◆ **What is being asked**: Repeat the data below with no changes.

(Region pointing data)
● ● ● ● ● ● ●

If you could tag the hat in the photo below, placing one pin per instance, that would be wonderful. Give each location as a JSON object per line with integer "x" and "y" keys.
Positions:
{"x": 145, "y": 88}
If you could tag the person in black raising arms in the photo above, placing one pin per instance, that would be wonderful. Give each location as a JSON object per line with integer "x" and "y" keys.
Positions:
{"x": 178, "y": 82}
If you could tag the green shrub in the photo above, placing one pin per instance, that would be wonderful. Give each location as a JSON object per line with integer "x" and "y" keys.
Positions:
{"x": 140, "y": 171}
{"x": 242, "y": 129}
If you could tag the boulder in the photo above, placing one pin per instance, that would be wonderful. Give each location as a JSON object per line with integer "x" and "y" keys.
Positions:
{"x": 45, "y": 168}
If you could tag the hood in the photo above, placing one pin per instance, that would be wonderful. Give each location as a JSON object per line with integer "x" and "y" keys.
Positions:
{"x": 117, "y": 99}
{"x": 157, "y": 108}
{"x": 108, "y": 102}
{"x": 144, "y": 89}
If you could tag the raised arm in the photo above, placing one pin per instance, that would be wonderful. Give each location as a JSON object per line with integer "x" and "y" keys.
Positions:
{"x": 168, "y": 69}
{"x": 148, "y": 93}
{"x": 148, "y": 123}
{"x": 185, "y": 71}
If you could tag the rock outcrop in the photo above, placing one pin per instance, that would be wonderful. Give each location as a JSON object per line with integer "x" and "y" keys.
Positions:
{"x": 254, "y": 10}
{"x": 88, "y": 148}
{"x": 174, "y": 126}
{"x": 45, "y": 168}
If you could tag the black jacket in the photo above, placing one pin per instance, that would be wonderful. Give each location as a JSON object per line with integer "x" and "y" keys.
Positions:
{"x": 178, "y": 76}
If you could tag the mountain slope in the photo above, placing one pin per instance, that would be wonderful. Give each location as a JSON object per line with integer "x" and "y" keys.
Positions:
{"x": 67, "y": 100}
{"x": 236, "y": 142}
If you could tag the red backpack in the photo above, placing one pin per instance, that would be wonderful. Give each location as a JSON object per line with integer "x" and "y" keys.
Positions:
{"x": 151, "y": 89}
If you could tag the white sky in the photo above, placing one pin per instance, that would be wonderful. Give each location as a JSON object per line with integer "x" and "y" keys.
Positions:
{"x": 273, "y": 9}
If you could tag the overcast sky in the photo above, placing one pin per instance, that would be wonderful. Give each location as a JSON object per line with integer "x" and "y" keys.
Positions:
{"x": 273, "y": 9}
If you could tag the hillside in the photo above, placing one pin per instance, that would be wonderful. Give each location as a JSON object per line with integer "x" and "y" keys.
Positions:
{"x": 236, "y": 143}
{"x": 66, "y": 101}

● ● ● ● ● ● ●

◆ **Task result**:
If you could tag the hat in the photo below, placing one pin per instance, that would be wonderful. Give each location as a JSON object per line with integer "x" and "y" keys.
Positions:
{"x": 145, "y": 88}
If you could tag the person in black raising arms in the photo above, placing one pin per instance, that would be wonderful. Give each location as a JSON object per line with integer "x" and "y" keys.
Positions:
{"x": 178, "y": 82}
If you could tag the green shrub in the photo above, placing one pin per instance, that would be wonderful. Give each location as a JSON object per line with integer "x" and "y" keys.
Positions:
{"x": 140, "y": 171}
{"x": 242, "y": 129}
If you could tag the boulder in the photo above, placing one pin per instance, that would be wonderful. Give each location as a JSON object per line with integer "x" and "y" keys.
Positions:
{"x": 45, "y": 168}
If you could tag the hood in the photo above, placing one pin per instance, that would be wonderful. Give each location as a JSON object per line with integer "x" and "y" keys.
Positions:
{"x": 117, "y": 99}
{"x": 157, "y": 108}
{"x": 108, "y": 102}
{"x": 144, "y": 89}
If you could tag the raised arm in the photo above, placing one pin per instance, that would be wonderful. Give each location as a JSON object per line with integer "x" and "y" keys.
Positions:
{"x": 168, "y": 69}
{"x": 148, "y": 93}
{"x": 148, "y": 123}
{"x": 185, "y": 71}
If you could tag the rock outcrop in the photo above, placing one pin per instance, that would be wonderful. Give each location as a JSON object per line with integer "x" and "y" keys.
Positions:
{"x": 254, "y": 10}
{"x": 88, "y": 148}
{"x": 174, "y": 126}
{"x": 45, "y": 168}
If you could tag the black jacket in the photo above, placing one pin per instance, that would be wonderful. Give each location as a JSON object per line with integer "x" and "y" keys.
Positions:
{"x": 178, "y": 76}
If you could tag the mountain slope in the photo above, placing one pin per instance, that would be wonderful. Give each location as a JSON object per line with integer "x" and "y" keys.
Positions:
{"x": 67, "y": 100}
{"x": 236, "y": 142}
If you could tag the red backpack in the photo above, placing one pin per instance, that would be wonderful. Give each location as a JSON object per line with integer "x" and "y" keys.
Positions:
{"x": 151, "y": 89}
If you could tag the white sky in the photo above, placing one pin per instance, that would be wonderful. Give each location as a JSON object per line with integer "x" and "y" keys.
Positions:
{"x": 273, "y": 9}
If you could tag the overcast sky in the photo above, placing one pin per instance, that would be wonderful. Give each location as a JSON object per line with integer "x" and "y" keys.
Positions:
{"x": 273, "y": 9}
If you could tag the hillside in the photo above, placing one pin per instance, that would be wonderful. Give each location as a JSON object per line with integer "x" and "y" keys.
Positions:
{"x": 236, "y": 143}
{"x": 66, "y": 101}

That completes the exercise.